● **TASK GOAL**
Copy out the passage of the article on the sepsis data tool, beginning at the words "John Welch, a" and stopping after "at the trust.". Change nothing in between.
[[ SELECTED EXTRACT open ]]
News

Sepsis data tool could improve care and patient outcomes, says nurse expert

The SOS Insights Dashboard builds a picture of cases of suspicion of sepsis and connected conditions at local, regional and national level
Computer illustration of sepsis infection and red blood cells with SoS written over it white lettering

The SOS Insights Dashboard builds a picture of cases of suspicion of sepsis and connected conditions at local, regional and national level


Picture: iStock

An information tool to measure suspicion of sepsis (SOS) data could drive improvements in care, according to a nurse who helped to develop it.

The SOS Insights Dashboard enables organisations to see an overall picture of hospital patients coded in the SOS category, allowing them to assess the scale of the problem at a local, regional and national level.

It provides insight into the numbers of emergency admissions, rates of survival and lengths of stay.

‘A real breakthrough’

John Welch, a consultant nurse for critical care and critical care outreach at University College London Hospitals NHS Foundation Trust, helped develop the dashboard. He is one of four sepsis leads at the trust.

He said: ‘Sepsis accounts for more deterioration among patients in hospitals than any other condition and is probably the biggest single cause of death.

'The dashboard is a real breakthrough and one of the only systems like it in the world.’ 

Sepsis claims approximately 37,000 lives a year in England and is caused when the body responds to a bacterial infection by attacking its own tissues and organs.

The SOS Insights Dashboard was created by Imperial College Health Partners through the Patient Safety Collaborative, alongside NHS Improvement and NHS England.
[[ SELECTED EXTRACT closed ]]
[[ DATASET CONTENT open ]]
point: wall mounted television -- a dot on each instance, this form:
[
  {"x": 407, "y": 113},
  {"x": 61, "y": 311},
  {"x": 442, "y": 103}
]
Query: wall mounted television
[[ DATASET CONTENT closed ]]
● **RESPONSE**
John Welch, a consultant nurse for critical care and critical care outreach at University College London Hospitals NHS Foundation Trust, helped develop the dashboard. He is one of four sepsis leads at the trust.